EXERCISE PROMPT
For the word "metal", search the records and show each line in which it occurs.

———

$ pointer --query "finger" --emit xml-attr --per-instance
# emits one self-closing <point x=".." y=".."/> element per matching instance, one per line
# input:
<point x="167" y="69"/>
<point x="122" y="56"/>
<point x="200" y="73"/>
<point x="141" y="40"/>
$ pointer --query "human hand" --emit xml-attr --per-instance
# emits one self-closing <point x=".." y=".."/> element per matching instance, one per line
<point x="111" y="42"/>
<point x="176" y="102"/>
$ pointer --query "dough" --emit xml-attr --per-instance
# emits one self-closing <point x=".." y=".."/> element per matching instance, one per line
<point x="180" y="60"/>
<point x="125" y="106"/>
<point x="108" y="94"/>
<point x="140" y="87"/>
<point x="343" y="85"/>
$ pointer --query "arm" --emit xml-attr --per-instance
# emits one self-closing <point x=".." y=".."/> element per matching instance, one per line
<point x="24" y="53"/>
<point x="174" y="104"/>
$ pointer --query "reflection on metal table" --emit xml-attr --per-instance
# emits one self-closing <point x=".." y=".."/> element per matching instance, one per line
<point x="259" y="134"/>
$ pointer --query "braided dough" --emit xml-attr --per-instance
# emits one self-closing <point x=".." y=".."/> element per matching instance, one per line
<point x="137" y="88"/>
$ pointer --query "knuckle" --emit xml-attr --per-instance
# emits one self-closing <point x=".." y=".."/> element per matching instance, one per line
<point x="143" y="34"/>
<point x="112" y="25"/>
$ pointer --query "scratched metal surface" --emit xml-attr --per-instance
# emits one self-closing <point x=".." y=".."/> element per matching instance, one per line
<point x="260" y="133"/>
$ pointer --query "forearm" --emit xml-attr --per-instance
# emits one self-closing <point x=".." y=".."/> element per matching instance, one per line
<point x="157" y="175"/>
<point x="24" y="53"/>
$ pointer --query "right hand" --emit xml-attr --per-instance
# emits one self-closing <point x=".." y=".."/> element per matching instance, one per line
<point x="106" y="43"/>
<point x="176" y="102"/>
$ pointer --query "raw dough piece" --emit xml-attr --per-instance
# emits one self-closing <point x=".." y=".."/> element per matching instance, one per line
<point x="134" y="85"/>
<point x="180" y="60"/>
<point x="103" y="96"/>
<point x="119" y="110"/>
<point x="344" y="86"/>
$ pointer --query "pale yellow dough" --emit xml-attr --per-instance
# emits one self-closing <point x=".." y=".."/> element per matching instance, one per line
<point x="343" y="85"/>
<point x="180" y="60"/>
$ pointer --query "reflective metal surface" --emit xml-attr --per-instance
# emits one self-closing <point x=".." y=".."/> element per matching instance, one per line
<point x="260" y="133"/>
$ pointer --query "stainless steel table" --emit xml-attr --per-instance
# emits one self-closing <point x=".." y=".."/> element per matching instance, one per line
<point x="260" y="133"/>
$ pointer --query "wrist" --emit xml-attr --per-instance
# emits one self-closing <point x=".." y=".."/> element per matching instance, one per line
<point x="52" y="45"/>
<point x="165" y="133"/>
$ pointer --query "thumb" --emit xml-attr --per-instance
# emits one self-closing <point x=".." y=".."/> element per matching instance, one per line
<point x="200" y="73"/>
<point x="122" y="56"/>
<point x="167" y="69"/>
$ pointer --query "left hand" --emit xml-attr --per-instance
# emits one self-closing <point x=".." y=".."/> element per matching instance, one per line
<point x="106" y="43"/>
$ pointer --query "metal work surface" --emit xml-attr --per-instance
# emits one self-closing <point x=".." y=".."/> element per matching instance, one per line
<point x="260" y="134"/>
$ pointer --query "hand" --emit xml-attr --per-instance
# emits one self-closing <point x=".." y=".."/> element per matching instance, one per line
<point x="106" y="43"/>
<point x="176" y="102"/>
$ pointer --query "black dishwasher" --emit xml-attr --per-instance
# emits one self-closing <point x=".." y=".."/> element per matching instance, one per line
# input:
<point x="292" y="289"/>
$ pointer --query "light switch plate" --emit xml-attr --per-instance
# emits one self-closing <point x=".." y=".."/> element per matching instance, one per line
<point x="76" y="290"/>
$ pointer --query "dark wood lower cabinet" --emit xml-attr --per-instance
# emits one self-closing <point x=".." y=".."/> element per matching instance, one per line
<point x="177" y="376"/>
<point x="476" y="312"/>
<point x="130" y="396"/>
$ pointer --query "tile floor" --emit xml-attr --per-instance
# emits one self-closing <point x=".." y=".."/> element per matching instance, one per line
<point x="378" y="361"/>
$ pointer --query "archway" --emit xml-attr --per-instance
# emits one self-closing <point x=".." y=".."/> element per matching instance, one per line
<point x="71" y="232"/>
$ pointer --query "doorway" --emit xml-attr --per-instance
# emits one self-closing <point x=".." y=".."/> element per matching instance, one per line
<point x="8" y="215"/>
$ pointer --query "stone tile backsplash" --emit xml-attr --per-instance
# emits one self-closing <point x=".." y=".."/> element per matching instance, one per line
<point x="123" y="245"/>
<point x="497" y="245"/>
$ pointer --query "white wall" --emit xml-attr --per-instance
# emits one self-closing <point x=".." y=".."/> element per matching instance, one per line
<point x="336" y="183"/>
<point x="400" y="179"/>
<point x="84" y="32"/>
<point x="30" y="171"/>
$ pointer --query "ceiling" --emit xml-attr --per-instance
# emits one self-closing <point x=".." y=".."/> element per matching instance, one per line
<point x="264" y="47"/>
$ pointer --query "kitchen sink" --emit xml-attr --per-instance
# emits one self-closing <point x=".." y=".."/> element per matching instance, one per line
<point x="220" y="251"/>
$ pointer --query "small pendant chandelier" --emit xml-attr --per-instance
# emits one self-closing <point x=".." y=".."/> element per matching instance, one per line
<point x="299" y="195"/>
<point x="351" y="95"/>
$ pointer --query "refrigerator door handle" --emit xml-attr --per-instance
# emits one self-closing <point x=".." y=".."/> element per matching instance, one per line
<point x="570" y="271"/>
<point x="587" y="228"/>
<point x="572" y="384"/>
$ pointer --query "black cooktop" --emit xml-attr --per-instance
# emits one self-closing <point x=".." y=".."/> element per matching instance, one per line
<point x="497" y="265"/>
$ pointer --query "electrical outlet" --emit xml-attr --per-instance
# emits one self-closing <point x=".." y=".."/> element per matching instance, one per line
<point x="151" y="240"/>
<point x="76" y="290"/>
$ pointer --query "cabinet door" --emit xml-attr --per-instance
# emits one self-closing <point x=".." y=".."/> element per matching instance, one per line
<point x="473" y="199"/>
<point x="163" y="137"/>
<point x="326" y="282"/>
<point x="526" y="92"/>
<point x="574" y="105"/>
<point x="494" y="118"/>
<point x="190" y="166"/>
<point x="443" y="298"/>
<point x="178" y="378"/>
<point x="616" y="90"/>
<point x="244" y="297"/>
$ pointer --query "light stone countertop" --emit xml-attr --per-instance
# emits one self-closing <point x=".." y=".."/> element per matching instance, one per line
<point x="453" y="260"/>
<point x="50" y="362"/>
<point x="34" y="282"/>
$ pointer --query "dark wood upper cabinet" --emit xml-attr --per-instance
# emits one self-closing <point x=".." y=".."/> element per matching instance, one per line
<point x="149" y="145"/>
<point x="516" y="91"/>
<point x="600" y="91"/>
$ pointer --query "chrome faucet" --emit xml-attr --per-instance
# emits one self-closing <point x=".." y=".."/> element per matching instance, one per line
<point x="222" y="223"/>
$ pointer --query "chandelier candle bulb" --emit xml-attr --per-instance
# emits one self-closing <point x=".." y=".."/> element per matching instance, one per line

———

ANSWER TO THIS PROBLEM
$ pointer --query "reflection on metal table" --emit xml-attr --per-instance
$ pointer --query "scratched metal surface" --emit xml-attr --per-instance
$ pointer --query "reflective metal surface" --emit xml-attr --per-instance
$ pointer --query "metal work surface" --emit xml-attr --per-instance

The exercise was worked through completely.